■ 抜粋
最後に、今日の御言葉を整理したいと思います。ペテロがイエス様のことを「あなたは生ける神の御子キリスト(救い主)です」と告白した後、イエス様は十字架のことを語られました。ペテロは十字架なしの栄光を求めました。ペテロは自分が作ったイエス像に従っていました。結局、ペテロは三回イエス様を裏切る失敗をしました。自分が作った偶像を拝んだ結果です。それはイエス様とは何も関係ありません。自分の欲望と野望に従うだけです。正しい信仰を持つことはとても大事なことです。イエス様の十字架には神様の国の到来と支配が現れています。私たちの生活のなかに神の国と支配が来た宣言でもあります。神様は私たちがいるところから呼んでくださる方です。そして、そこで神様の国の到来を私たちが神様と共に完成させ、そのために生きることを望んでおられます。皆さんも十字架のイエス様に立ちかえり、神様の国を自分のそばから地の果てまで宣べ伝える神様の御業に参加しませんか。
お祈りします。

■ 指示 a
説教の中から「ペテロ」という語を含む文をすべて、そのままの形で書き出してください。
上の説教と、この後に続く一覧は互いに関係のない別々の資料です。

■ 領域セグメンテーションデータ
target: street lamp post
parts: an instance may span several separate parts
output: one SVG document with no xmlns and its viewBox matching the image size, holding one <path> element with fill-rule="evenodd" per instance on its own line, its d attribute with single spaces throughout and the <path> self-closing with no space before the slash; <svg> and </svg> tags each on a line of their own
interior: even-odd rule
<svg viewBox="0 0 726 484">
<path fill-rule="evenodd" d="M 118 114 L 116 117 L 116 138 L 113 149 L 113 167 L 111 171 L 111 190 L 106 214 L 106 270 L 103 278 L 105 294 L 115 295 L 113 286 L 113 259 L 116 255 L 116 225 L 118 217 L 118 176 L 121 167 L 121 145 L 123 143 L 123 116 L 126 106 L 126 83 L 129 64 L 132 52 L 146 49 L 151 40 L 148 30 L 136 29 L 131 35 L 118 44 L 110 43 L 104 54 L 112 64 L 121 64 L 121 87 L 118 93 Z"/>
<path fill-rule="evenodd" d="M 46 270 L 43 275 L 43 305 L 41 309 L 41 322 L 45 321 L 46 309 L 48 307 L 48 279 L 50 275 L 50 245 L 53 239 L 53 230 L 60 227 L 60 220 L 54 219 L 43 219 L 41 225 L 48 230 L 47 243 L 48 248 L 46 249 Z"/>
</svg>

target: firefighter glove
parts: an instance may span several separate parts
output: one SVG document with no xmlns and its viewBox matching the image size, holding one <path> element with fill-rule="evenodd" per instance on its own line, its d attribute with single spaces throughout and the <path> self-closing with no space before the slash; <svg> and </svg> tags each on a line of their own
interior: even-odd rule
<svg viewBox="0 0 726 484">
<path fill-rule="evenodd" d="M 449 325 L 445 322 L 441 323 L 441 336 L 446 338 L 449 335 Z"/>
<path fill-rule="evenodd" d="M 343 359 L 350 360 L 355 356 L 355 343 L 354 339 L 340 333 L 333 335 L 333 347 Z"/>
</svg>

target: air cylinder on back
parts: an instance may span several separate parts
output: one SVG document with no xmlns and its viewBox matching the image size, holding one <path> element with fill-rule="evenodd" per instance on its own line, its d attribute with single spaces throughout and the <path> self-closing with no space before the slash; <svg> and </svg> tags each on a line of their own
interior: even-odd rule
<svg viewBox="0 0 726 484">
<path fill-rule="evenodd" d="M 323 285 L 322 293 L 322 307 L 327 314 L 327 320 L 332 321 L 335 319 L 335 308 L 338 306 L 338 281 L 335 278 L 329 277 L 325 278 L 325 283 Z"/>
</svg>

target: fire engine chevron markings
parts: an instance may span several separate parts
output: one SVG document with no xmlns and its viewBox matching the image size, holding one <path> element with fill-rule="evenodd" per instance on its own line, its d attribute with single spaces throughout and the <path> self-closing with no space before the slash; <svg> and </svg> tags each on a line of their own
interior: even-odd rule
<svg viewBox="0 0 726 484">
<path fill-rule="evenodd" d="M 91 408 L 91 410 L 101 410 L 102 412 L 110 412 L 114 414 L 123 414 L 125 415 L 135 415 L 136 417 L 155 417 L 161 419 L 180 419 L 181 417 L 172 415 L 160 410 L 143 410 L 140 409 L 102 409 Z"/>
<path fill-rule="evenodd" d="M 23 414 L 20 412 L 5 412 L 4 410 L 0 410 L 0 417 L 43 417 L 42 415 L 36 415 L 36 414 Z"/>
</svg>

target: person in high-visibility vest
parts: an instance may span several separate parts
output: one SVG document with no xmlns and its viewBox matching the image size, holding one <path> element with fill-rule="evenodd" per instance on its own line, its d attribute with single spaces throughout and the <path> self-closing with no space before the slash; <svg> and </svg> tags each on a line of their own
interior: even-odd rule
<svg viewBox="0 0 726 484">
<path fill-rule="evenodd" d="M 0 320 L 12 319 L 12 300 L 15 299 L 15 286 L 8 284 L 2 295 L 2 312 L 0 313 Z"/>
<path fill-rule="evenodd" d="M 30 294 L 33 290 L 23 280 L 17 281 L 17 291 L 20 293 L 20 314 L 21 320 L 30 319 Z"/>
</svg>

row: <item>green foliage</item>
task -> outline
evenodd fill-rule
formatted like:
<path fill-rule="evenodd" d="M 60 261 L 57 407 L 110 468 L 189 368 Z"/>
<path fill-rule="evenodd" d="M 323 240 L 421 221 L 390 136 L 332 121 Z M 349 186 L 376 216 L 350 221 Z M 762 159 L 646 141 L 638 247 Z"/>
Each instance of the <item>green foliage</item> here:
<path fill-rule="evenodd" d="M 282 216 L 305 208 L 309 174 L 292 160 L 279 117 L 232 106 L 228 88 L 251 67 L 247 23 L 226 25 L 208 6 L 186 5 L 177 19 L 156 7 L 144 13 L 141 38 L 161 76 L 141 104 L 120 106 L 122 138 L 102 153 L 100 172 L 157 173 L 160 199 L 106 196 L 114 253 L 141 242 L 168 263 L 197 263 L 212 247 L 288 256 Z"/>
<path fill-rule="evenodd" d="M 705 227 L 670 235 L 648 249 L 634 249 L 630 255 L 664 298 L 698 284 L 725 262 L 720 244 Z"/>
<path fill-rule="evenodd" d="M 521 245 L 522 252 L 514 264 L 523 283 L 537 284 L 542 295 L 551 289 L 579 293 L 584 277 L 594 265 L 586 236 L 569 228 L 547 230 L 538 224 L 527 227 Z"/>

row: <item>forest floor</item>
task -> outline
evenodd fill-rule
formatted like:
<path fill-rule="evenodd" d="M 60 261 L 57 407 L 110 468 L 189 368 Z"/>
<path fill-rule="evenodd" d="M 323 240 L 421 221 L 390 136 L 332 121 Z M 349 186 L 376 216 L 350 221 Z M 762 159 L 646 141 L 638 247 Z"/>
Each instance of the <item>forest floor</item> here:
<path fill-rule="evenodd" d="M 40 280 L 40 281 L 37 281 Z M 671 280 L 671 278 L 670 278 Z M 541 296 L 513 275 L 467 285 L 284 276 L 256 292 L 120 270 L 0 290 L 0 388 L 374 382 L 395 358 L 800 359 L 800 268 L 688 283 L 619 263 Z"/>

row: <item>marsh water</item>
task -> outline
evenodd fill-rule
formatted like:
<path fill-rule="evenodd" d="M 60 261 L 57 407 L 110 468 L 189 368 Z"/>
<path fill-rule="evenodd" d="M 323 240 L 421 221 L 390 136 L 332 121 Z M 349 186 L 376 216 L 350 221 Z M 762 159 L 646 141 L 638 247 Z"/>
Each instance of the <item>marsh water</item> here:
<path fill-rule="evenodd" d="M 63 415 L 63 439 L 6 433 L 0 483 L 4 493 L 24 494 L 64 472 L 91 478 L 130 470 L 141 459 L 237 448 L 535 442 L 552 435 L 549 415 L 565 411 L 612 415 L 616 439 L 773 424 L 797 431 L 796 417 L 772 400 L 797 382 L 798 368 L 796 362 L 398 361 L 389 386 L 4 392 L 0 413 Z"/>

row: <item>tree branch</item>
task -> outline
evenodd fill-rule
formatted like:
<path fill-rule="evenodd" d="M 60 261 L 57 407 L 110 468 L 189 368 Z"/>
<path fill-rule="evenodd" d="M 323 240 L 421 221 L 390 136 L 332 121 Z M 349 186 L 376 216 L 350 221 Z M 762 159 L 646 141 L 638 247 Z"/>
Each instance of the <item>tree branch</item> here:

■ 指示 b
一覧のうち「row: <item>forest floor</item>」を含む行から「40 280 L 40」を含む行までを対象に、「outline」を「polygon」に置き換えて書き直してください。ほかは変えず、その行だけを出してください。

■ 解答 a
ペテロがイエス様のことを「あなたは生ける神の御子キリスト(救い主)です」と告白した後、イエス様は十字架のことを語られました。
ペテロは十字架なしの栄光を求めました。
ペテロは自分が作ったイエス像に従っていました。
結局、ペテロは三回イエス様を裏切る失敗をしました。

■ 解答 b
row: <item>forest floor</item>
task -> polygon
evenodd fill-rule
formatted like:
<path fill-rule="evenodd" d="M 60 261 L 57 407 L 110 468 L 189 368 Z"/>
<path fill-rule="evenodd" d="M 323 240 L 421 221 L 390 136 L 332 121 Z M 349 186 L 376 216 L 350 221 Z M 762 159 L 646 141 L 638 247 Z"/>
Each instance of the <item>forest floor</item> here:
<path fill-rule="evenodd" d="M 40 280 L 40 281 L 37 281 Z M 671 280 L 671 278 L 670 278 Z M 541 296 L 513 275 L 467 285 L 284 276 L 256 292 L 120 270 L 0 290 L 0 388 L 374 382 L 395 358 L 800 359 L 800 268 L 688 283 L 619 263 Z"/>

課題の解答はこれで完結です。